— begin Data supplied —
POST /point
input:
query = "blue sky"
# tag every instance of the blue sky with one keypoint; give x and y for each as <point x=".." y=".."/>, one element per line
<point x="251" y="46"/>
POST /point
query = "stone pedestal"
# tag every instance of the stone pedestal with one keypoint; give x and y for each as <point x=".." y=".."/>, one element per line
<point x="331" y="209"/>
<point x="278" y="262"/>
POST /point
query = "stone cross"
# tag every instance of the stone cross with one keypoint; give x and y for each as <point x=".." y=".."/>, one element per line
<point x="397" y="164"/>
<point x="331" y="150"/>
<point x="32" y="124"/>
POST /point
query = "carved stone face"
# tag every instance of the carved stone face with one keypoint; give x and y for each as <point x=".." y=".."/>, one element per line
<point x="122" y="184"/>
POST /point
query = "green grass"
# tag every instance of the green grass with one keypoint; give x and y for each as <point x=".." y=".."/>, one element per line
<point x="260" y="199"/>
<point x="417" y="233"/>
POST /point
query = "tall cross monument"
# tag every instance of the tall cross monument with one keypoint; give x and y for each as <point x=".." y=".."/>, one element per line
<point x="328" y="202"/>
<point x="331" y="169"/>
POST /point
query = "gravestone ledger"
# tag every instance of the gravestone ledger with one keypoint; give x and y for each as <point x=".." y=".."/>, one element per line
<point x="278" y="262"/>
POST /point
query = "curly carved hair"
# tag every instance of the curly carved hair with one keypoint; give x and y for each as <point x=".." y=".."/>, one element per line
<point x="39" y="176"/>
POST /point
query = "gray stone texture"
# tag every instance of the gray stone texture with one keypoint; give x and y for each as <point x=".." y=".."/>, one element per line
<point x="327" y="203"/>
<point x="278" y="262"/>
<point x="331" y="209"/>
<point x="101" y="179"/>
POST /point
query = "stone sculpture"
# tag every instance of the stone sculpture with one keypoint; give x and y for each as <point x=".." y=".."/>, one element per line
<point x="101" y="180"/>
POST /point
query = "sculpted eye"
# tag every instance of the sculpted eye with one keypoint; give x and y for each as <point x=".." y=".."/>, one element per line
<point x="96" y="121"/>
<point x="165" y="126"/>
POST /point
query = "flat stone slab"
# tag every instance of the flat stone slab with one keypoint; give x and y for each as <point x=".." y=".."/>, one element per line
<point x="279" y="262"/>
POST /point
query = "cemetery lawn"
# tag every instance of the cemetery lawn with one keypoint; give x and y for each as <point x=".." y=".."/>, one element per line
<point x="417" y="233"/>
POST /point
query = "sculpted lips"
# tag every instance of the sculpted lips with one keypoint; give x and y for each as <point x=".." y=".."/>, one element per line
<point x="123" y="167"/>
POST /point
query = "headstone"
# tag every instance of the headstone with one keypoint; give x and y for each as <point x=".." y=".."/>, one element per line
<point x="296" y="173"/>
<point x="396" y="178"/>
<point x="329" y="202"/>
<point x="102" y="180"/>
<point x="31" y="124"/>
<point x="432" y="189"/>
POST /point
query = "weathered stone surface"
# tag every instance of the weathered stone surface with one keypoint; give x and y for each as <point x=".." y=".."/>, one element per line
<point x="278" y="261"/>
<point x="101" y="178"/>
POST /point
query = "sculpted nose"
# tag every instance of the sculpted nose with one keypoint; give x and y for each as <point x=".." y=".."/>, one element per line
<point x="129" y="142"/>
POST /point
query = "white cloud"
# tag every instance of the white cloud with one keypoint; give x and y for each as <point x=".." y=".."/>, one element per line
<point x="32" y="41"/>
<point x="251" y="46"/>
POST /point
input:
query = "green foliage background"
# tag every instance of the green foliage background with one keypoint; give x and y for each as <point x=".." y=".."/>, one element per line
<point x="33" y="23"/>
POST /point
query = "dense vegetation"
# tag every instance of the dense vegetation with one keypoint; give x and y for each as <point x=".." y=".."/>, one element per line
— end Data supplied —
▶ [Task to carry out] Write out the data exactly as it stands.

▶ [The result]
POST /point
input:
query = "blue sky"
# tag every instance of the blue sky with one keypoint; give x and y for each as <point x=".." y=".."/>, one element per line
<point x="251" y="46"/>
POST /point
query = "stone pedestal"
# tag every instance of the stone pedestal with one keypoint; give x and y for each as <point x=".." y=".."/>, one element per line
<point x="331" y="209"/>
<point x="278" y="262"/>
POST /point
query = "stone cross"
# tag every instance of the stone cross with one keypoint; give x and y for each as <point x=".." y=".."/>, one element per line
<point x="397" y="164"/>
<point x="331" y="150"/>
<point x="32" y="124"/>
POST /point
query = "carved stone face"
# tag every instance of the carved stone face with one keypoint; give x and y for each as <point x=".." y=".."/>, one element per line
<point x="122" y="184"/>
POST /point
query = "green grass"
# tag every instance of the green grass with one keypoint; give x and y for each as <point x=".." y=".."/>, one element per line
<point x="260" y="199"/>
<point x="417" y="233"/>
POST /point
query = "tall cross monument"
# tag every instance of the tall cross monument with one keypoint; give x and y for each as <point x=".." y=".."/>, one element per line
<point x="328" y="202"/>
<point x="331" y="169"/>
POST /point
query = "gravestone ledger"
# tag every instance of the gravestone ledger with one keypoint; give x and y for each as <point x=".." y=".."/>, one element per line
<point x="278" y="262"/>
POST /point
query = "curly carved hair"
# tag every instance of the curly carved hair with one keypoint; give x and y for each as <point x=".." y=".."/>, one element per line
<point x="39" y="176"/>
POST /point
query = "gray stone texture"
# tag every instance of the gray stone texture with one keypoint; give x and y for each as <point x=".." y=".."/>, one element per line
<point x="327" y="203"/>
<point x="278" y="262"/>
<point x="331" y="209"/>
<point x="101" y="179"/>
POST /point
query = "stone sculpture"
# tag every instance of the stone sculpture with one keypoint; give x and y for each as <point x=".." y=".."/>, one element per line
<point x="101" y="180"/>
POST /point
query = "sculpted eye"
# tag every instance of the sculpted eye with one keypoint; give x and y for each as <point x=".." y=".."/>, one element per line
<point x="96" y="121"/>
<point x="165" y="126"/>
POST /point
query = "flat stone slab"
# tag every instance of the flat stone slab with one keypoint; give x and y for each as <point x=".." y=".."/>, one element per line
<point x="279" y="262"/>
POST /point
query = "cemetery lawn"
# tag every instance of the cemetery lawn with one keypoint; give x and y for each as <point x=".." y=".."/>, one element per line
<point x="417" y="233"/>
POST /point
query = "sculpted lips"
# tag every instance of the sculpted lips with one keypoint; give x and y for each as <point x=".." y=".."/>, one element per line
<point x="123" y="167"/>
POST /point
query = "headstone"
# tag every instance of the headstone with one keypoint; give x and y for each as <point x=".." y=".."/>, one element per line
<point x="296" y="173"/>
<point x="396" y="178"/>
<point x="329" y="202"/>
<point x="102" y="180"/>
<point x="31" y="124"/>
<point x="432" y="189"/>
POST /point
query = "weathered stone surface"
# tag every instance of the weathered stone surface with one keypoint; give x and y for each as <point x=".." y=".."/>, one element per line
<point x="278" y="261"/>
<point x="101" y="178"/>
POST /point
query = "sculpted nose"
# tag every instance of the sculpted nose with one keypoint; give x and y for each as <point x=".." y=".."/>, one element per line
<point x="129" y="142"/>
POST /point
query = "white cloud"
# tag every instance of the white cloud with one keypoint; give x and y for each as <point x=".." y=".."/>, one element per line
<point x="32" y="41"/>
<point x="251" y="46"/>
POST /point
input:
query = "green foliage background"
# tag every instance of the green foliage background with one keypoint; give x and y for each as <point x=".." y=".."/>, one element per line
<point x="33" y="23"/>
POST /point
query = "dense vegetation"
# tag every instance of the dense vegetation with one keypoint; give x and y for each as <point x=".." y=".."/>, one element per line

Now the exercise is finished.